• [WHAT IS EXPECTED] Copy down all of the data underneath, exactly as shown.
::: RAW DATA :::
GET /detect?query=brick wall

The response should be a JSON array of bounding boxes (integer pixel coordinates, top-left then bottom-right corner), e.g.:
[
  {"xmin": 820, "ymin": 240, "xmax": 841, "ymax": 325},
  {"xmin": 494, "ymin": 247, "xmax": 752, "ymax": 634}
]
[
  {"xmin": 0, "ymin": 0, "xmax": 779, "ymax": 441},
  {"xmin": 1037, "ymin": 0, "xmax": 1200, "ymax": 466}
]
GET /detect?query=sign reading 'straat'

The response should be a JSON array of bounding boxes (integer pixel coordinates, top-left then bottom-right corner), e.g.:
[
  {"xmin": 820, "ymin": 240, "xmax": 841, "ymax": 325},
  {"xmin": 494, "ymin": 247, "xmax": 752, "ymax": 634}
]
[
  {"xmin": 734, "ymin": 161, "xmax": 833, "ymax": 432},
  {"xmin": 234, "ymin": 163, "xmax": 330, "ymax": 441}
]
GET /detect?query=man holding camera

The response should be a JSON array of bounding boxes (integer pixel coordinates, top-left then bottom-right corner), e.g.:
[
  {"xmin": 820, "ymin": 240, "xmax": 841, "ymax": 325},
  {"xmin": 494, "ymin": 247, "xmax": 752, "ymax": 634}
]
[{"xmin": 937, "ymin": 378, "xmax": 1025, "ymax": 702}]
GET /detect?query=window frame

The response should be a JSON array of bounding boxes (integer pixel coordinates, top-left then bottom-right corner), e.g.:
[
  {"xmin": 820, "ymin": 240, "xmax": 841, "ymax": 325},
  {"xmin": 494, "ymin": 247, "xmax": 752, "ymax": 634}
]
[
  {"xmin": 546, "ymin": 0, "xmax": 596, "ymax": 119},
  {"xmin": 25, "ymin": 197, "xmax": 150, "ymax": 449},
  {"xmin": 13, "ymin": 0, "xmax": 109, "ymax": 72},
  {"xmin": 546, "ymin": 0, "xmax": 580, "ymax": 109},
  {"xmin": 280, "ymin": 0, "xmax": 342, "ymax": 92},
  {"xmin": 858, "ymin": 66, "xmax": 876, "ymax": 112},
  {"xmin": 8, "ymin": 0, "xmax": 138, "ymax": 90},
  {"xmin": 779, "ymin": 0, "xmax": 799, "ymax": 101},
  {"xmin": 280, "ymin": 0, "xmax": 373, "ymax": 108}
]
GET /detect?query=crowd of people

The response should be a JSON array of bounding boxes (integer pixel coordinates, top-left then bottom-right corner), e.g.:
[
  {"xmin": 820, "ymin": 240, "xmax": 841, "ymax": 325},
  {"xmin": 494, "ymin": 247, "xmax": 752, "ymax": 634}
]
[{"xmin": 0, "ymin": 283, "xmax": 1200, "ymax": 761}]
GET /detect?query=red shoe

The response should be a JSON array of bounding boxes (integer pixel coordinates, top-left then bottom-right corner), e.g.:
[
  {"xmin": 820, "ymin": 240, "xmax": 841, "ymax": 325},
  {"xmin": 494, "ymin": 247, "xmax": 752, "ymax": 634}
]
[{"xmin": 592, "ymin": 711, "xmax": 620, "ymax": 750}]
:::
• [COMPLETE RESPONSE]
GET /detect?query=brick wall

The response should be a JSON array of bounding boxes (integer pixel coordinates, top-left then bottom-right corner), e.g.:
[
  {"xmin": 820, "ymin": 240, "xmax": 841, "ymax": 325},
  {"xmin": 494, "ymin": 247, "xmax": 752, "ymax": 634}
]
[
  {"xmin": 0, "ymin": 0, "xmax": 779, "ymax": 441},
  {"xmin": 1037, "ymin": 0, "xmax": 1200, "ymax": 466}
]
GET /detect?query=sign reading 'straat'

The response should be a JSON array of bounding boxes (integer pixel coordinates, top-left then bottom-right corner), e.g.:
[
  {"xmin": 820, "ymin": 240, "xmax": 841, "ymax": 325},
  {"xmin": 494, "ymin": 247, "xmax": 752, "ymax": 634}
]
[
  {"xmin": 734, "ymin": 161, "xmax": 833, "ymax": 432},
  {"xmin": 234, "ymin": 163, "xmax": 330, "ymax": 441}
]
GET /detect?query=man holding camera

The response should be a JSON array of bounding boxes (integer pixel coordinates, top-left then bottom-right corner), e.g.:
[
  {"xmin": 820, "ymin": 240, "xmax": 841, "ymax": 325},
  {"xmin": 494, "ymin": 247, "xmax": 752, "ymax": 634}
]
[{"xmin": 937, "ymin": 378, "xmax": 1025, "ymax": 702}]
GET /detect?query=window frame

The response should be a JSON array of bounding boxes (integer pixel coordinates, top-left then bottom-right corner), e.g.:
[
  {"xmin": 820, "ymin": 240, "xmax": 841, "ymax": 325},
  {"xmin": 494, "ymin": 247, "xmax": 752, "ymax": 634}
]
[
  {"xmin": 546, "ymin": 0, "xmax": 596, "ymax": 119},
  {"xmin": 25, "ymin": 197, "xmax": 150, "ymax": 449},
  {"xmin": 13, "ymin": 0, "xmax": 109, "ymax": 72},
  {"xmin": 546, "ymin": 0, "xmax": 580, "ymax": 109},
  {"xmin": 280, "ymin": 0, "xmax": 342, "ymax": 92},
  {"xmin": 858, "ymin": 66, "xmax": 876, "ymax": 112},
  {"xmin": 8, "ymin": 0, "xmax": 138, "ymax": 90},
  {"xmin": 779, "ymin": 0, "xmax": 799, "ymax": 101},
  {"xmin": 280, "ymin": 0, "xmax": 373, "ymax": 108}
]
GET /detect?query=crowd of people

The response should be a JSON array of bounding boxes (integer pixel coordinates, top-left then bottom-right corner), e.g.:
[
  {"xmin": 820, "ymin": 240, "xmax": 841, "ymax": 325},
  {"xmin": 494, "ymin": 247, "xmax": 752, "ymax": 634}
]
[{"xmin": 0, "ymin": 283, "xmax": 1200, "ymax": 761}]
GET /detect?query=red shoe

The response should be a JSON array of bounding boxes (integer pixel coordinates, top-left then bottom-right corner), e.g.:
[
  {"xmin": 820, "ymin": 240, "xmax": 841, "ymax": 325},
  {"xmin": 494, "ymin": 247, "xmax": 752, "ymax": 634}
]
[{"xmin": 592, "ymin": 711, "xmax": 620, "ymax": 750}]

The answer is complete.